Your goal
Rename "rough mask" to "coarse mask" in the records, starting at the line that contains "382L181 404L184 435L316" and ending at the line that contains "positive clicks: (406, 241)". Reproduce only those lines, with nothing else changed.

***** Material shown

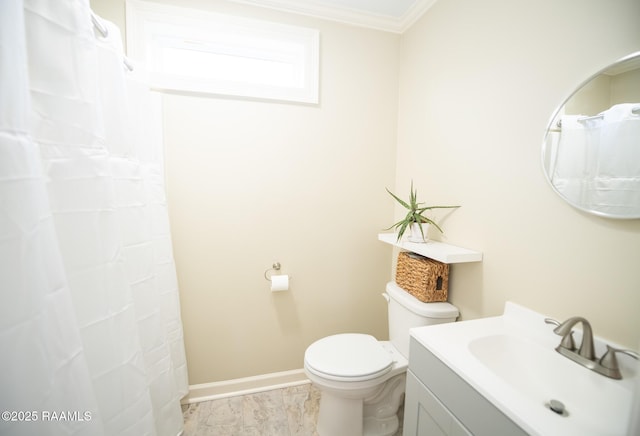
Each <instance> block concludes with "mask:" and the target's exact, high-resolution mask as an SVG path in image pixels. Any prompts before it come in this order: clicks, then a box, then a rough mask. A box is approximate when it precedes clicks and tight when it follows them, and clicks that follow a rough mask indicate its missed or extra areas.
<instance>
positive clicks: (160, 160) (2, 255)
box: [0, 0, 187, 436]
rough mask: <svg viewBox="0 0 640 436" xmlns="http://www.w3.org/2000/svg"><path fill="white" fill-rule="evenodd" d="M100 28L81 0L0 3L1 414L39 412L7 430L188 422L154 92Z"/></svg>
mask: <svg viewBox="0 0 640 436" xmlns="http://www.w3.org/2000/svg"><path fill="white" fill-rule="evenodd" d="M105 24H107V23H105ZM108 28H109V37H108V38H102V37H100V36H99V35H94V29H93V26H92V23H91V10H90V8H89V2H88V0H78V1H64V2H62V1H60V2H57V1H56V2H51V1H24V2H23V1H2V2H0V78H2V80H0V96H2V98H0V350H2V352H0V369H1V371H0V410H1V411H23V413H36V414H40V415H35V416H34V415H31V417H32V418H33V419H32V420H31V422H21V420H16V421H12V420H0V434H2V435H5V434H7V435H8V434H11V435H29V436H30V435H36V434H37V435H62V434H65V435H66V434H73V435H92V436H93V435H96V436H99V435H132V436H133V435H167V436H174V435H177V434H179V433H180V432H181V430H182V427H183V424H182V413H181V408H180V404H179V400H180V398H181V397H182V396H183V395H184V394H186V391H187V374H186V360H185V353H184V345H183V336H182V324H181V320H180V308H179V302H178V288H177V280H176V272H175V266H174V262H173V257H172V248H171V239H170V234H169V227H168V215H167V209H166V202H165V199H164V185H163V176H162V172H163V170H162V161H161V156H162V143H161V138H160V137H159V134H160V132H161V126H160V124H159V117H158V115H159V107H158V106H157V105H156V104H154V100H155V99H156V98H157V99H159V97H158V96H157V95H156V96H154V95H152V94H151V93H150V92H149V90H148V88H147V87H145V86H144V85H143V84H142V83H140V82H139V81H136V80H133V79H132V78H131V77H130V74H128V73H127V74H125V71H124V67H123V55H122V48H121V42H120V41H121V39H120V35H119V31H118V29H117V27H115V26H114V25H110V24H109V25H108ZM158 103H159V101H158ZM46 411H49V412H55V413H58V414H59V413H61V412H64V413H65V414H70V416H71V418H70V419H61V420H57V419H54V420H46V419H45V417H44V416H43V415H42V414H43V413H44V412H46Z"/></svg>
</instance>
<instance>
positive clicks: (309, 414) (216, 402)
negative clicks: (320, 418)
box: [182, 384, 320, 436]
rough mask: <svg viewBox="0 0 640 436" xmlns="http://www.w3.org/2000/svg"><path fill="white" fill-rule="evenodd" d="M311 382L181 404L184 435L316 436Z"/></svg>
mask: <svg viewBox="0 0 640 436" xmlns="http://www.w3.org/2000/svg"><path fill="white" fill-rule="evenodd" d="M319 404H320V392H319V391H318V390H317V389H316V388H315V387H313V386H312V385H311V384H303V385H299V386H293V387H289V388H283V389H276V390H273V391H266V392H260V393H257V394H249V395H244V396H239V397H230V398H223V399H220V400H212V401H205V402H202V403H194V404H189V405H188V406H182V411H183V415H184V420H185V424H184V436H317V435H318V433H317V432H316V431H315V427H316V420H317V417H318V406H319Z"/></svg>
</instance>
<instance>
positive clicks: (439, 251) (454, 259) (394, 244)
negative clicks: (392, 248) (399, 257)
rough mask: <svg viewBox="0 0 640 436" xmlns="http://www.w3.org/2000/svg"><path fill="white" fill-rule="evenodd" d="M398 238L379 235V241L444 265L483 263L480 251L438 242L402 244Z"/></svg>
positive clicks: (406, 241)
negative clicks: (409, 251) (481, 262)
mask: <svg viewBox="0 0 640 436" xmlns="http://www.w3.org/2000/svg"><path fill="white" fill-rule="evenodd" d="M396 238H397V235H396V234H395V233H379V234H378V240H379V241H382V242H385V243H387V244H391V245H393V246H395V247H399V248H402V249H403V250H407V251H411V252H414V253H417V254H420V255H421V256H425V257H428V258H430V259H434V260H437V261H439V262H442V263H466V262H481V261H482V253H481V252H479V251H473V250H469V249H467V248H462V247H456V246H455V245H450V244H445V243H444V242H438V241H427V242H425V243H416V242H409V241H406V240H402V241H400V242H396Z"/></svg>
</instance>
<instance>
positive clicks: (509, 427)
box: [408, 337, 527, 436]
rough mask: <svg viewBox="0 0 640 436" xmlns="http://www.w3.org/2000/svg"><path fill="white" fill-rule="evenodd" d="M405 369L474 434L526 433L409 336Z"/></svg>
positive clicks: (466, 427)
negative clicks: (408, 344) (407, 355)
mask: <svg viewBox="0 0 640 436" xmlns="http://www.w3.org/2000/svg"><path fill="white" fill-rule="evenodd" d="M409 369H410V370H411V371H412V372H413V373H414V374H415V375H416V377H417V378H418V379H419V380H420V382H422V383H423V384H424V385H425V386H426V387H427V388H428V389H429V390H430V391H431V392H432V393H433V395H434V396H435V397H436V398H437V399H438V401H440V402H441V403H442V404H443V405H444V406H445V407H446V408H447V409H448V410H449V411H450V412H451V413H452V414H453V415H454V416H455V417H456V419H457V420H458V421H460V422H461V423H462V425H464V427H466V428H467V429H468V430H469V431H470V432H471V433H473V434H474V435H476V436H520V435H522V436H526V435H527V433H526V432H525V431H524V430H522V429H521V428H520V427H519V426H518V425H516V424H515V423H514V422H513V421H511V419H509V418H508V417H507V416H506V415H505V414H504V413H502V412H501V411H500V410H499V409H498V408H496V407H495V406H494V405H493V404H491V403H490V402H489V401H488V400H487V399H485V398H484V397H483V396H482V395H480V394H479V393H478V392H477V391H476V390H475V389H473V388H472V387H471V386H470V385H469V384H468V383H467V382H465V381H464V380H463V379H462V378H460V376H458V375H457V374H456V373H455V372H453V371H452V370H451V369H450V368H449V367H448V366H446V365H445V364H444V363H443V362H442V361H440V359H438V358H437V357H436V356H434V355H433V354H432V353H431V352H430V351H429V350H427V349H426V348H425V347H424V346H422V345H421V344H420V343H419V342H418V341H417V340H416V339H414V338H413V337H411V343H410V359H409ZM408 406H409V407H413V406H412V405H408Z"/></svg>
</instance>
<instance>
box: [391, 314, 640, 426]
mask: <svg viewBox="0 0 640 436" xmlns="http://www.w3.org/2000/svg"><path fill="white" fill-rule="evenodd" d="M549 321H550V320H549V319H548V318H545V317H544V316H543V315H541V314H538V313H536V312H533V311H531V310H529V309H527V308H524V307H522V306H519V305H517V304H514V303H510V302H508V303H507V304H506V305H505V311H504V314H503V315H502V316H497V317H490V318H483V319H477V320H470V321H462V322H457V323H449V324H441V325H435V326H427V327H419V328H414V329H412V330H411V343H410V352H409V370H408V371H407V386H406V396H405V410H404V435H405V436H418V435H419V436H426V435H429V436H433V435H456V436H461V435H474V436H518V435H538V436H573V435H575V436H588V435H590V436H596V435H597V436H605V435H607V436H613V435H616V436H626V435H628V429H629V425H630V420H631V418H632V416H633V415H634V414H635V413H637V411H634V410H633V407H634V406H633V404H634V397H635V396H637V395H638V394H639V393H638V392H637V391H636V389H637V388H636V383H635V381H636V378H637V377H639V375H638V366H637V365H636V361H635V360H633V359H632V358H631V357H629V356H619V359H618V362H619V364H620V371H621V373H622V379H620V380H617V379H614V378H610V377H605V376H603V375H601V374H599V373H597V372H596V371H594V370H591V369H588V368H586V367H584V366H582V365H580V364H578V363H576V362H575V361H572V360H571V359H569V358H567V357H566V356H565V355H563V354H561V353H559V352H556V348H558V346H559V344H560V341H561V339H562V338H561V337H560V336H558V334H556V333H554V326H553V325H549ZM568 321H569V322H570V321H572V319H570V320H568ZM555 322H556V321H553V322H552V323H551V324H554V323H555ZM558 324H565V323H558ZM574 335H575V340H576V345H579V344H581V342H582V334H581V332H580V331H575V332H574ZM593 342H594V348H595V350H594V351H595V354H596V356H598V357H600V356H602V355H603V354H604V353H605V352H606V351H607V347H606V345H607V344H606V343H605V342H604V341H603V340H602V339H601V338H599V337H593ZM608 345H613V346H616V347H617V346H618V345H616V344H611V343H610V342H609V343H608ZM639 386H640V384H639Z"/></svg>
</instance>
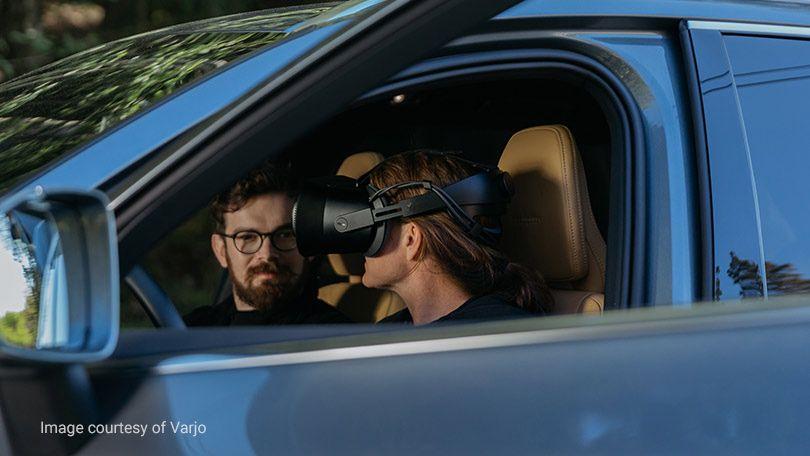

**********

Worked solution
coarse mask: <svg viewBox="0 0 640 436" xmlns="http://www.w3.org/2000/svg"><path fill="white" fill-rule="evenodd" d="M311 382L181 404L184 435L316 436Z"/></svg>
mask: <svg viewBox="0 0 640 436" xmlns="http://www.w3.org/2000/svg"><path fill="white" fill-rule="evenodd" d="M319 404H320V392H319V391H318V390H317V389H316V388H315V387H313V386H312V385H311V384H303V385H299V386H293V387H289V388H283V389H276V390H273V391H266V392H260V393H257V394H249V395H244V396H239V397H230V398H223V399H220V400H212V401H205V402H202V403H194V404H189V405H188V406H182V411H183V415H184V420H185V424H184V436H317V435H318V433H317V432H316V431H315V427H316V420H317V417H318V406H319Z"/></svg>
</instance>
<instance>
positive clicks: (439, 251) (454, 259) (394, 244)
negative clicks: (392, 248) (399, 257)
coarse mask: <svg viewBox="0 0 640 436" xmlns="http://www.w3.org/2000/svg"><path fill="white" fill-rule="evenodd" d="M398 238L379 235V241L444 265L483 263L480 251L438 242L402 244Z"/></svg>
positive clicks: (406, 241)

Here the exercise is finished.